__Consignes__:
A: Répondez, s'il vous plaît, à ces trois questions sur l'article consacré à Ibrahim Rugova :
(i) Où a-t-il été hospitalisé à la fin du mois d'août ?
(ii) Quel parti a-t-il fondé ?
(iii) En quelle année est-il devenu président de la République autoproclamée ?
B: Prolongez l'article consacré à Ibrahim Rugova en reprenant après sa dernière phrase.

Les tensions s’accumulent

Ibrahim Rugova, le président du Kosovo, a annoncé qu’il souffrait d’un cancer des poumons.(Photo: AFP)
Ibrahim Rugova, le président du Kosovo, a annoncé qu’il souffrait d’un cancer des poumons.
(Photo: AFP)
La maladie d’Ibrahim Rugova est désormais officielle. Hospitalisé à la fin du mois d’août dans un hôpital militaire américain en Allemagne, le président du Kosovo, de retour à Pristina, a annoncé lundi soir qu’il souffrait d’un cancer des poumons. Son éventuel retrait de la vie politique interviendrait au pire moment pour le Kosovo, alors que les négociations sur le statut futur du protectorat international ont de fait déjà commencé.

Souvent présenté à l’étranger comme un modéré, Ibrahim Rugova est un nationaliste albanais, qui n’envisage pas d’autre perspective que celle de l’indépendance complète du Kosovo. Fondateur de la Ligue démocratique du Kosovo, devenu président de la République autoproclamée en 1992, figure tutélaire de la lutte contre le régime serbe de Slobodan Milosevic tout au long des années 1990, Ibrahim Rugova est devenu président du Kosovo en janvier 2002, après les premières élections organisées dans le territoire placé sous protectorat des Nations unies.

 

Même si la LDK demeure le premier parti du Kosovo, l’étiage électoral du parti d’Ibrahim Rugova ne cesse de baisser depuis 2000 et le «petit homme au foulard» s’attire de nombreuses critiques au sein de la société albanaise. Pour beaucoup d’intellectuels comme pour les principaux acteurs de la société civile kosovar, il symbolise une approche politique de notable, clientéliste et paternaliste. Beaucoup de déçus de la LDK dénoncent aussi l’affairisme et les pratiques autoritaires du «clan Rugova», ainsi que l’absence de toute possibilité de débat au sein du parti.

__Entrées fournies__:
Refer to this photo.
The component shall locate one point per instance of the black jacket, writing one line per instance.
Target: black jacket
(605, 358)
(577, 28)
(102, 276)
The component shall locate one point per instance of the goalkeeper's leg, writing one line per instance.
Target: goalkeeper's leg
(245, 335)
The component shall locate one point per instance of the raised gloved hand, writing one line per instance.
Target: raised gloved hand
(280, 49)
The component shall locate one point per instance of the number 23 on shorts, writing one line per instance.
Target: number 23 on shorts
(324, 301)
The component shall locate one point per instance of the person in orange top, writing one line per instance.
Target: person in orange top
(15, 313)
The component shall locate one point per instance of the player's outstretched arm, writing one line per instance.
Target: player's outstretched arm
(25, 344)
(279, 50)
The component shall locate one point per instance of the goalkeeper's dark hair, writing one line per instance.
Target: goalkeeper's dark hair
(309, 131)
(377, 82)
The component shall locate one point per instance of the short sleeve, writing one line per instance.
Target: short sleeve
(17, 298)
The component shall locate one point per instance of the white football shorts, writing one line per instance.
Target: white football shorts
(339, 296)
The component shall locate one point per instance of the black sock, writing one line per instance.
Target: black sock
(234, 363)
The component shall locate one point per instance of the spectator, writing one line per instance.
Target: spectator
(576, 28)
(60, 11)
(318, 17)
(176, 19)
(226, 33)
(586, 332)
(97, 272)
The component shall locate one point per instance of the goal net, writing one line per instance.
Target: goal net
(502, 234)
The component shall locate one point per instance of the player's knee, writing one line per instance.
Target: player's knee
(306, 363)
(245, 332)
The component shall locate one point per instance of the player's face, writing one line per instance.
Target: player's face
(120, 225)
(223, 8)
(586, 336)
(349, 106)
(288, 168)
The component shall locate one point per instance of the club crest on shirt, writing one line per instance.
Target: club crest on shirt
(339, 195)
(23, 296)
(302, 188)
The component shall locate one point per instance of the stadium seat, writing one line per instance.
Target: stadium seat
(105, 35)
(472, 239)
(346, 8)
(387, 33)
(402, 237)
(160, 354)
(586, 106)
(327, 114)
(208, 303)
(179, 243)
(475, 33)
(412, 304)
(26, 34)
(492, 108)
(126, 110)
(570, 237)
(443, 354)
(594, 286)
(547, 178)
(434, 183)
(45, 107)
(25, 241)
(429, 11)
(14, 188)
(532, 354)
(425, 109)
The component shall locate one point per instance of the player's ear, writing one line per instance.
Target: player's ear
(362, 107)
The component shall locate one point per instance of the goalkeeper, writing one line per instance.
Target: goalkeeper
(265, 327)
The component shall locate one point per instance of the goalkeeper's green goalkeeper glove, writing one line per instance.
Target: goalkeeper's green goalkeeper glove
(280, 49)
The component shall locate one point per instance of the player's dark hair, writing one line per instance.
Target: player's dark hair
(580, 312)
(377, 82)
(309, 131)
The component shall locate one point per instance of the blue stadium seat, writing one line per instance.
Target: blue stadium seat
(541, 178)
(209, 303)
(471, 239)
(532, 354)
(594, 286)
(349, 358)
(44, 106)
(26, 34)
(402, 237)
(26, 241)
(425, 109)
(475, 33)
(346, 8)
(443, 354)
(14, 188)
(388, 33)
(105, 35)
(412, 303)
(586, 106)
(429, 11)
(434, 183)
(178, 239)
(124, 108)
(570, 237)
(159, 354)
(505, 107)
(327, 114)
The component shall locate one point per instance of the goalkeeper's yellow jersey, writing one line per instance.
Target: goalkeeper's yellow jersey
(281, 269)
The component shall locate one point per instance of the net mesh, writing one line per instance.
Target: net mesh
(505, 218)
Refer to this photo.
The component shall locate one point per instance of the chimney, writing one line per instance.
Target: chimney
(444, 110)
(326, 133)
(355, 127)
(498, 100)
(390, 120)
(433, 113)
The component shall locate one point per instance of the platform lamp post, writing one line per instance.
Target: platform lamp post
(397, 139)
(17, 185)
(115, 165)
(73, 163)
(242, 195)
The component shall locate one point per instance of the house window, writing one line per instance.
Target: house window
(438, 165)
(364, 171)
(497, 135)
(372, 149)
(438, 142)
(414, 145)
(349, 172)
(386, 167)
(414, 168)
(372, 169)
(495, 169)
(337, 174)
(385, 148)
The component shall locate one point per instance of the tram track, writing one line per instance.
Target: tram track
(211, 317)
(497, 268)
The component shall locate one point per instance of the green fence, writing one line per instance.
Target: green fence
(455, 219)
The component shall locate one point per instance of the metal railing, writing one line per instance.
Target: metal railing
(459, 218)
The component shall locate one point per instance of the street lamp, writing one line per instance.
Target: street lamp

__Corrigé de l'exercice__:
A:
(i) Dans un hôpital militaire américain en Allemagne.
(ii) La Ligue démocratique du Kosovo (LDK).
(iii) En 1992.

B:
De leur côté, les forces politiques issues de l’ancienne guérilla de l’UCK ne sont toujours pas prêtes à pardonner à Ibrahim Rugova ses collusions secrètes du passé avec le régime de Milosevic. Malgré cela, le prestige d’Ibrahim Rugova demeure vif auprès d’une bonne part de la population, et lui seul paraît capable de faire accepter aux Albanais des compromis qui n’iraient pas dans le sens de l’indépendance souhaitée du Kosovo.

Le Kosovo se trouve en effet dans une période bien incertaine de son histoire. Depuis l’été, l’ONU est censée évaluer l’évolution d’un certain nombre de «standards» concernant notamment le respect des droits des minorités non-albanaises. Un rapport positif est, en théorie, la condition indispensable pour entamer les discussions sur le statut «futur» du Kosovo. Il est en effet acquis que l’on ne parlera pas du statut «final» de la province, qui reste donc condamnée à une situation provisoire et transitoire.

Le rapport sur les «standards» se fait attendre depuis juillet et le meurtre de deux jeunes Serbes, à la fin du mois d’août, a réveillé les craintes d’une nouvelle flambée de violence intercommunautaire. Cependant, les négociations, de facto, ont déjà commencé. L’ONU a nommé au printemps un émissaire spécial chargé de négocier ce statut, le diplomate norvégien Kai Eide. Ce dernier a multiplié les navettes entre Belgrade et Pristina, en particulier pour parvenir à un consensus sur l’épineux dossier de la décentralisation. Les Serbes du Kosovo, appuyés par Belgrade, cherchent en effet à obtenir la reconnaissance de formes élargies d'auto-administration locale dans les zones où ils sont regroupés. Pour éviter la reconnaissance officielle de cantons ethniques, le gouvernement du Kosovo suggère d’élargir ces zones serbes aux villages albanais des alentours afin de dessiner des zones plus ou moins mixtes.

Ainsi que le note l’analyste albanais Besnik Pula, les protagonistes nagent dans l’hypocrisie. La décentralisation est en effet présentée comme une question «technique», quasiment administrative, alors qu’il s’agit bien évidemment du statut du Kosovo qui commence à se définir. Selon lui, faute de pouvoir obtenir une partition totale du Kosovo, la Serbie essaie au moins d’arracher une très large autonomie pour les zones serbes. En contrepartie, Belgrade pourrait accepter la reconnaissance d’une forme de «semi-souveraineté» du Kosovo.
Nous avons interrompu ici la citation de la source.